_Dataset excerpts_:
=-=-=-=-=
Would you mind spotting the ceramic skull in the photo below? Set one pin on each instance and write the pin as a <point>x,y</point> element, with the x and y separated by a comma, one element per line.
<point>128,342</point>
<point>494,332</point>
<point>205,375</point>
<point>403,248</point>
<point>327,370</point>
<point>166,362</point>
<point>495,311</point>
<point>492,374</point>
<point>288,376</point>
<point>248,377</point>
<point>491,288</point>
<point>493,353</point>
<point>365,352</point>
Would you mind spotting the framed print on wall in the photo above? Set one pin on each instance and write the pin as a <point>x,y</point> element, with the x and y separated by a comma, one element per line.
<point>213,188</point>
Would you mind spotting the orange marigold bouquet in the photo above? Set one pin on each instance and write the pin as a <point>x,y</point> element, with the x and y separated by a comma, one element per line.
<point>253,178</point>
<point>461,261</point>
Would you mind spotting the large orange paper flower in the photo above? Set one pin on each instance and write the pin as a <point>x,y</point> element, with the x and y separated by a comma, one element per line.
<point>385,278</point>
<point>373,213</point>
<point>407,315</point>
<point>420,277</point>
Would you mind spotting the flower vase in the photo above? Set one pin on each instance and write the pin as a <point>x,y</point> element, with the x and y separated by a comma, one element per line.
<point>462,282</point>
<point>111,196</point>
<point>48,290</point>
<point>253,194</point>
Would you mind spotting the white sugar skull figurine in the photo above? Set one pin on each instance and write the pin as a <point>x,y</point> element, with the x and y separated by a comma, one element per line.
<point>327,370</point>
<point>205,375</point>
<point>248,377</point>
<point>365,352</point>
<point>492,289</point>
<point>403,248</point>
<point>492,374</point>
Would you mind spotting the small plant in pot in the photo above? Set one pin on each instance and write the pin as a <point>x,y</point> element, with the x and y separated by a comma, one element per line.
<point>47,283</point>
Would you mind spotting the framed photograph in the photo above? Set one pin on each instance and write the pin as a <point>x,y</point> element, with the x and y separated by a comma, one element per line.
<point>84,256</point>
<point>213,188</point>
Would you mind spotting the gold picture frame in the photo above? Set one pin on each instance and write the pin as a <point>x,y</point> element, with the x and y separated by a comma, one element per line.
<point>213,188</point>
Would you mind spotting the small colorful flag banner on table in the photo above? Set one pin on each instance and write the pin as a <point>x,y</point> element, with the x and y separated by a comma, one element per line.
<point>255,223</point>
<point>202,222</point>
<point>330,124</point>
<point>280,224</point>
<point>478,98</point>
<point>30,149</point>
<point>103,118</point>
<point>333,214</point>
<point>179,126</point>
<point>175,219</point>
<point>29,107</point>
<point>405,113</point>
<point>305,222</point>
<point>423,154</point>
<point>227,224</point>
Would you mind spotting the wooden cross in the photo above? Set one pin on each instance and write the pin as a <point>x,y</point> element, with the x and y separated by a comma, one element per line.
=-=-=-=-=
Please return every line from the one that contains "Would you mind spotting the gold" through the end of the entries, exactly, leaving out all others.

Would you mind spotting the gold picture frame in the photo above? Set one pin on each instance and write the pin as a <point>x,y</point> element, with the x and y separated by a comma, one element per line.
<point>213,188</point>
Would you mind spotting the small colorful flag banner on table in the photo above? Set one pin on each instance and write the pin as a <point>x,y</point> element, with the x and y separated by a comma, one element per line.
<point>255,223</point>
<point>202,222</point>
<point>330,124</point>
<point>280,224</point>
<point>478,98</point>
<point>30,149</point>
<point>103,118</point>
<point>333,214</point>
<point>179,126</point>
<point>175,219</point>
<point>29,107</point>
<point>405,113</point>
<point>305,222</point>
<point>423,154</point>
<point>227,224</point>
Would you mind spotting the wooden cross in the photo above? Set one pin on each instance and write the pin as a <point>x,y</point> element, with the x and y separated by a comma, one element per line.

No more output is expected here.